##### Material supplied #####
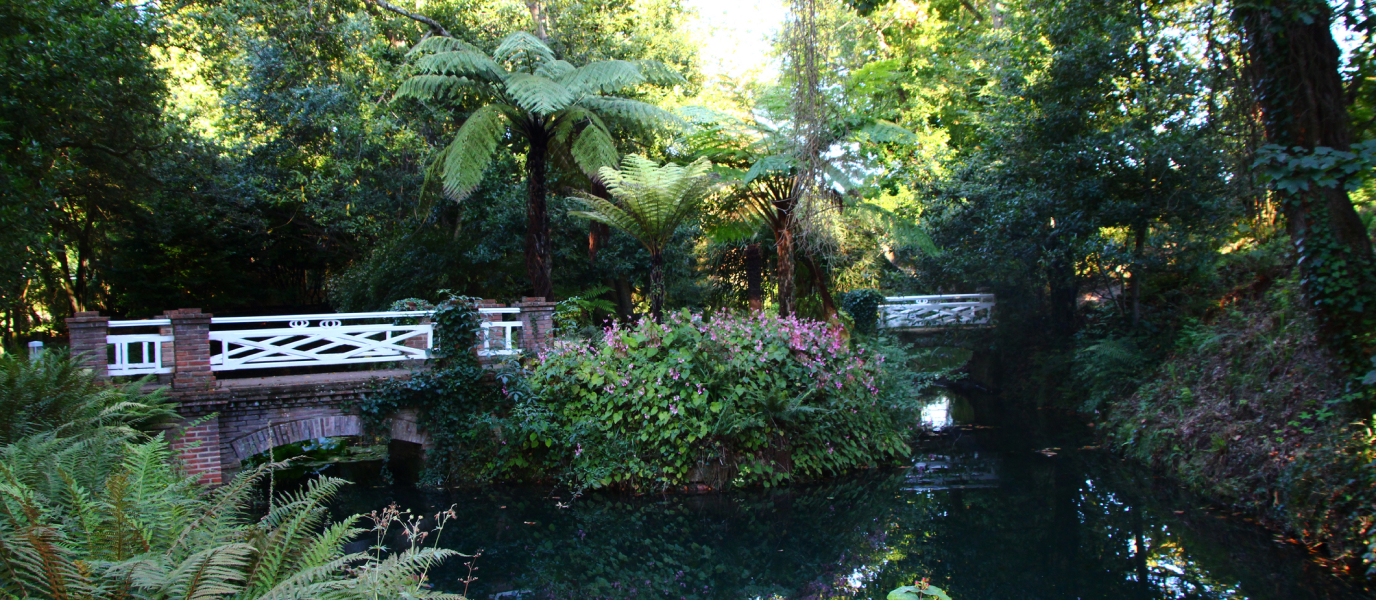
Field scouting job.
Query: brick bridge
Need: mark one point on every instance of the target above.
(227, 417)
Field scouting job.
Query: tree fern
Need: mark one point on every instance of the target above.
(651, 202)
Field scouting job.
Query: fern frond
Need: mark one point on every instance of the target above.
(773, 164)
(208, 574)
(288, 529)
(556, 70)
(658, 73)
(429, 87)
(888, 132)
(593, 149)
(523, 48)
(463, 63)
(635, 112)
(467, 157)
(535, 94)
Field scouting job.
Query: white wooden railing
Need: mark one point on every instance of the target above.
(138, 354)
(937, 311)
(303, 340)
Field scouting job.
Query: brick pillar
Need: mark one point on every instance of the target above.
(191, 350)
(87, 333)
(537, 319)
(198, 449)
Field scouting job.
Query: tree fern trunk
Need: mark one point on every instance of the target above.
(754, 275)
(657, 285)
(537, 219)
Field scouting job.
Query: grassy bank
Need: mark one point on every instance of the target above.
(1248, 410)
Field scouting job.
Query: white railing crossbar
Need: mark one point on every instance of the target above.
(307, 340)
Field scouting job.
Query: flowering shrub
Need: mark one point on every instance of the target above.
(724, 399)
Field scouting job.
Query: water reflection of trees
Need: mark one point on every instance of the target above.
(1050, 529)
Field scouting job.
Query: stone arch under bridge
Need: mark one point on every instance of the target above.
(246, 417)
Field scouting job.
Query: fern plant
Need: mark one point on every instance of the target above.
(530, 99)
(54, 394)
(651, 201)
(765, 157)
(145, 531)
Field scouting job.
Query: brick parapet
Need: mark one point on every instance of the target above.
(537, 318)
(191, 350)
(87, 339)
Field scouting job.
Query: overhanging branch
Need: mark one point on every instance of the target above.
(436, 29)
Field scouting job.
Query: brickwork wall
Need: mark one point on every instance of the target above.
(87, 341)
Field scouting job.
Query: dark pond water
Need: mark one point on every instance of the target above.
(980, 512)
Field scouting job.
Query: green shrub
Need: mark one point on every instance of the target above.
(724, 399)
(863, 307)
(54, 394)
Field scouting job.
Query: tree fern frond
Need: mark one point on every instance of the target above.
(556, 70)
(635, 112)
(593, 149)
(442, 44)
(888, 132)
(461, 63)
(773, 164)
(523, 48)
(467, 157)
(288, 529)
(658, 73)
(538, 94)
(603, 77)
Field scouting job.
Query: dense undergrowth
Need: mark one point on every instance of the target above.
(718, 401)
(1250, 410)
(94, 505)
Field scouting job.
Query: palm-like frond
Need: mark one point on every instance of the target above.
(884, 131)
(441, 44)
(522, 48)
(633, 112)
(651, 200)
(464, 62)
(603, 77)
(593, 149)
(658, 73)
(431, 87)
(467, 157)
(535, 94)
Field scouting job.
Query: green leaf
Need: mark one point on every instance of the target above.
(467, 157)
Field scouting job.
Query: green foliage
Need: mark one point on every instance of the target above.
(917, 592)
(651, 204)
(450, 397)
(88, 509)
(724, 399)
(863, 307)
(54, 394)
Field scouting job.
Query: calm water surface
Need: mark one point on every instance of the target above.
(1002, 507)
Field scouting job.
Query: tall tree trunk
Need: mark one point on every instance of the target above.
(597, 231)
(1294, 62)
(1138, 273)
(657, 285)
(819, 280)
(537, 219)
(625, 303)
(754, 275)
(787, 292)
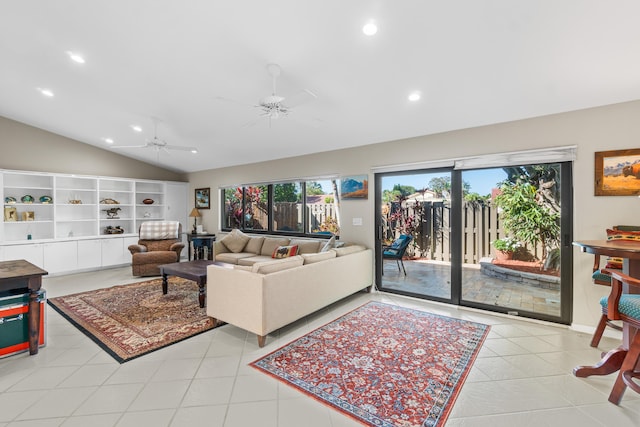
#####
▶ [Problem details] Please show every line of the listing above that contains the word "railing".

▶ [Solution to this exercise]
Query: white wooden railing
Query: white railing crossbar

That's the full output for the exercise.